[Stored data]
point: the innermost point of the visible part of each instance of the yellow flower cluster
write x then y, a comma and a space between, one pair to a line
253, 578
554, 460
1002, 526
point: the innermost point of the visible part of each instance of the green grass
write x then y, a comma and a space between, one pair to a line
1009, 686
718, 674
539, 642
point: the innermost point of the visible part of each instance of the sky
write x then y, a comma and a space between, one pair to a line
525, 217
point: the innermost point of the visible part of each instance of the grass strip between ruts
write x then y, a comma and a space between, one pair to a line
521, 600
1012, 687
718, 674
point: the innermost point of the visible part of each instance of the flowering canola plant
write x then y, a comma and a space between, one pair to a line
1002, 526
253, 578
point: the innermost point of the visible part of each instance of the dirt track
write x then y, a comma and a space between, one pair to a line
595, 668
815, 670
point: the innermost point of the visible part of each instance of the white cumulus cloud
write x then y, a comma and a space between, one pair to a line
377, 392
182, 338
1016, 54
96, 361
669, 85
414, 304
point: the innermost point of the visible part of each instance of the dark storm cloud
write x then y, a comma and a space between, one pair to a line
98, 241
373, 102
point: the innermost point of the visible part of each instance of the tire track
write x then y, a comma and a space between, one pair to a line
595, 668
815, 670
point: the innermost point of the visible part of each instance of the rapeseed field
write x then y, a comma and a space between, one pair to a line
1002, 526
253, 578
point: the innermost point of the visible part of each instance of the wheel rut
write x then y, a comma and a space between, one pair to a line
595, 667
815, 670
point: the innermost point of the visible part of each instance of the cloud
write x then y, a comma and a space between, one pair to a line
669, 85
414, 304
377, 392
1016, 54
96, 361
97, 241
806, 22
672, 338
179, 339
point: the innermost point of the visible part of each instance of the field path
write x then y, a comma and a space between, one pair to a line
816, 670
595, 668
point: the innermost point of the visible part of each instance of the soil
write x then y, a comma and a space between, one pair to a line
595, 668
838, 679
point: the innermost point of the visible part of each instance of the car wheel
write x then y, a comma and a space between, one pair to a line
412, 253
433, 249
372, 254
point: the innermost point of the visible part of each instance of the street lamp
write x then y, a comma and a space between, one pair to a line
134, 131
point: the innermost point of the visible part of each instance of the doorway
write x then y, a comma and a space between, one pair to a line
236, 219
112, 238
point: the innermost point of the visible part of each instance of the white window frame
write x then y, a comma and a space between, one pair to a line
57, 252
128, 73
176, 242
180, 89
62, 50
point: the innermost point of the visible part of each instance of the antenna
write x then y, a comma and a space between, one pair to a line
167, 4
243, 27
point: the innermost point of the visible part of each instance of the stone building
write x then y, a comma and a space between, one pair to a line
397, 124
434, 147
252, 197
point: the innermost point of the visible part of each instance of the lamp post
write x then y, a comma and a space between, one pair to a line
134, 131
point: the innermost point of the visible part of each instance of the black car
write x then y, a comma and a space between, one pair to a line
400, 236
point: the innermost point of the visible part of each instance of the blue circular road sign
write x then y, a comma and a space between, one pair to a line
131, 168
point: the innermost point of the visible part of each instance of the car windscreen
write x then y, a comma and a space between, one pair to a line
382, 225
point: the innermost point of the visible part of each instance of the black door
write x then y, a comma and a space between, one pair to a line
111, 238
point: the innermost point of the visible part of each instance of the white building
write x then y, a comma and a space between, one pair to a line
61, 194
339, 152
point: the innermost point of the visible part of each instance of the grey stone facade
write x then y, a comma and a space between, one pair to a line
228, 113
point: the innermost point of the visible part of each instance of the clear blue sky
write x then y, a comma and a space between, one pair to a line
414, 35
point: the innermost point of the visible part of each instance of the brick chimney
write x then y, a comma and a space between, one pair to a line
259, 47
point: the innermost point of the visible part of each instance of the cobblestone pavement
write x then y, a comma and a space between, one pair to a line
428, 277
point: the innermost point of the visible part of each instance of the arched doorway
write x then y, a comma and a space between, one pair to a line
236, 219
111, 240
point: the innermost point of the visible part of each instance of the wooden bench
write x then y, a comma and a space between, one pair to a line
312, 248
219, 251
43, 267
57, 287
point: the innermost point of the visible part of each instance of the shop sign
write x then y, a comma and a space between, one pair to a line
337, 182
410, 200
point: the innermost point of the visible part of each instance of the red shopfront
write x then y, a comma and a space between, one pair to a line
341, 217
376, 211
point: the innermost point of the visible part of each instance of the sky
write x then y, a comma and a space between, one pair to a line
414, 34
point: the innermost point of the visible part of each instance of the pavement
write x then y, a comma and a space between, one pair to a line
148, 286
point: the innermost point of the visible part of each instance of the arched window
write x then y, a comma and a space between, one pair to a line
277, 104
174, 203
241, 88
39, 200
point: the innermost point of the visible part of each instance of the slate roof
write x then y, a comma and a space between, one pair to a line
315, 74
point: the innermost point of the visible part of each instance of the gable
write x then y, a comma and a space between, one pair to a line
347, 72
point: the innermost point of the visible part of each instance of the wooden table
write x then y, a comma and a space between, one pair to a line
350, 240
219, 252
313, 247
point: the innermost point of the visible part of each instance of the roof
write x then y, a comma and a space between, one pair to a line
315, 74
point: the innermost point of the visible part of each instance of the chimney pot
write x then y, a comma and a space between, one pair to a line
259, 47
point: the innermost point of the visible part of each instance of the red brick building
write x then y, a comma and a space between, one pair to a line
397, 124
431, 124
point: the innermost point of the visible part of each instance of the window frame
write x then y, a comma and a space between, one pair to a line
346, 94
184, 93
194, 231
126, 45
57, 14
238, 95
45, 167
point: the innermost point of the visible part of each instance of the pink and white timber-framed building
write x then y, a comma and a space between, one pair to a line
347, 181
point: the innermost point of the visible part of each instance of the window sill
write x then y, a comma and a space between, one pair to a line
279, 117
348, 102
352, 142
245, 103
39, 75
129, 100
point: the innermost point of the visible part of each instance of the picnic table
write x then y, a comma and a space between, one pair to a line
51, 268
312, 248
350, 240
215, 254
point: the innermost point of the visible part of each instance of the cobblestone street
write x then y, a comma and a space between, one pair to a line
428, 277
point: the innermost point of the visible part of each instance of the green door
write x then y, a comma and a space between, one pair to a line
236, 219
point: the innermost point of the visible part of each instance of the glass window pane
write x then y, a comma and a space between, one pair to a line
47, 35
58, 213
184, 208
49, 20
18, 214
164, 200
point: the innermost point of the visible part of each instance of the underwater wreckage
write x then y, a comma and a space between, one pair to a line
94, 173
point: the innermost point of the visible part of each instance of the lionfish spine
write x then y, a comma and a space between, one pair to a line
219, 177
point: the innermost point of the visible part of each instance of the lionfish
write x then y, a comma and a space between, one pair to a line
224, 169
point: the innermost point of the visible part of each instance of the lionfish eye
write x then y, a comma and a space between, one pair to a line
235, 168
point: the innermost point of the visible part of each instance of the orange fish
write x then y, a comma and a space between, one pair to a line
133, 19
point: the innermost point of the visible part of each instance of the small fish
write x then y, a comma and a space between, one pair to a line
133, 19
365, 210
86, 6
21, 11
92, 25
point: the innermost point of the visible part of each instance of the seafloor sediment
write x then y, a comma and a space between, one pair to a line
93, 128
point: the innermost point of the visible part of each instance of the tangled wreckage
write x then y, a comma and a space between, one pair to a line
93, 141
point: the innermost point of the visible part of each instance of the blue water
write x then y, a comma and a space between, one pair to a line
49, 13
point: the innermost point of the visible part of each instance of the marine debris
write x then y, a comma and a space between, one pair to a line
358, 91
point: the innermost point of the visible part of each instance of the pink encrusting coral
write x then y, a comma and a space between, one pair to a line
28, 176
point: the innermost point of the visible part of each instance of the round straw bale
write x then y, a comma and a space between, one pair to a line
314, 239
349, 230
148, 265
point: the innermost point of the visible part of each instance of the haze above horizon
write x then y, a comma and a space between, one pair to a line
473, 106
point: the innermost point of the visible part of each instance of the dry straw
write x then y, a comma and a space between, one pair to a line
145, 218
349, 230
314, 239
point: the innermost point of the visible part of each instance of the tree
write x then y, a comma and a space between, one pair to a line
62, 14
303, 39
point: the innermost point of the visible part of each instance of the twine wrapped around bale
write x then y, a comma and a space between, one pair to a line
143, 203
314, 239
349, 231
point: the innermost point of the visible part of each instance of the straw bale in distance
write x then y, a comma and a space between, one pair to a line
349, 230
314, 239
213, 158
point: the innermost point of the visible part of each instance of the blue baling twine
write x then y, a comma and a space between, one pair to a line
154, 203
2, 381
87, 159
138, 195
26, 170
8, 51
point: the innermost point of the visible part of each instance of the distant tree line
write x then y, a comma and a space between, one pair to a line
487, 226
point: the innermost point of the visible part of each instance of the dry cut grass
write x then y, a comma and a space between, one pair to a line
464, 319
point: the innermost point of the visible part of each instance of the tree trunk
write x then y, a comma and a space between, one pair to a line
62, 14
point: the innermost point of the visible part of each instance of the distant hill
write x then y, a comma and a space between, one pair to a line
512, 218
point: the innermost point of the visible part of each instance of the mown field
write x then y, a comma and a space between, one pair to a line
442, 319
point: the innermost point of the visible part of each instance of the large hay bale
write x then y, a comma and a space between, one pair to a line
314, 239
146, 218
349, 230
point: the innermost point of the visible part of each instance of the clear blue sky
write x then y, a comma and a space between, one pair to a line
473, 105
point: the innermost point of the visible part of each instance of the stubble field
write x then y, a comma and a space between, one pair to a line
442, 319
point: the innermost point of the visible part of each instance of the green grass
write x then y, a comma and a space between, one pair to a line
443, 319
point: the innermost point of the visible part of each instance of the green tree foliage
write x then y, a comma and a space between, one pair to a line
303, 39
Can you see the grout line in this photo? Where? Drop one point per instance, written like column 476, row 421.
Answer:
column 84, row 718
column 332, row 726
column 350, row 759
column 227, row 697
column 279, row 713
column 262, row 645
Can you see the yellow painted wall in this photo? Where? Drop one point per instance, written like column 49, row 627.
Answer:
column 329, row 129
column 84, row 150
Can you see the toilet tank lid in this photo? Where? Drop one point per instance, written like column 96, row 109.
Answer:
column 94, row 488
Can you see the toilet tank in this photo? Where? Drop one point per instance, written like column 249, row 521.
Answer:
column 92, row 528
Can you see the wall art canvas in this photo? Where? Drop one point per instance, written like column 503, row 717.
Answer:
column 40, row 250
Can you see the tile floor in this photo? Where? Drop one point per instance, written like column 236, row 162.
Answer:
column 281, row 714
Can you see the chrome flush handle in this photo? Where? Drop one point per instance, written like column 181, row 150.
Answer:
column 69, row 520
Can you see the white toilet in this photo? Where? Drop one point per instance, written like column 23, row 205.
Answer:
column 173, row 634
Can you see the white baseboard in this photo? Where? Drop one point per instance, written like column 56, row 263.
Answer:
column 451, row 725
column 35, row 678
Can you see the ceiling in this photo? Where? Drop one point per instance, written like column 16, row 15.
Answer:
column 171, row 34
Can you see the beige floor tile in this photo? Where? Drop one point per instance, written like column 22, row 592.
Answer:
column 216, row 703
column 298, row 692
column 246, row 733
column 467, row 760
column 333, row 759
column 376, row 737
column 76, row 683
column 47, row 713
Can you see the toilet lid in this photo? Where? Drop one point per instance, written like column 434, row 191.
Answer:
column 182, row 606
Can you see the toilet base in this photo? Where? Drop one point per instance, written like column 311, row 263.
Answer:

- _Given exercise_: Include both ends. Return the line holding "Can you see the white baseboard" and all lines after it in the records above, exactly as written.

- _Output for this exercise_:
Can you see the white baseboard in this photo? Where? Drop one point per instance, written like column 56, row 263.
Answer:
column 451, row 725
column 35, row 678
Can you see the ceiling in this photo? Where? Drop one point per instance, written like column 16, row 15.
Answer:
column 171, row 34
Can you see the beige floor tile in this photo? Where? Drop one point per instance, written like column 22, row 592.
Answer:
column 216, row 703
column 298, row 692
column 246, row 733
column 467, row 760
column 333, row 759
column 376, row 737
column 76, row 683
column 47, row 713
Can you see the toilet lid in this photo? Where? Drop one point per instance, written like column 434, row 191.
Answer:
column 182, row 606
Can you see the toilet base in this photo? Where? Drop one point per instance, written like column 311, row 263.
Answer:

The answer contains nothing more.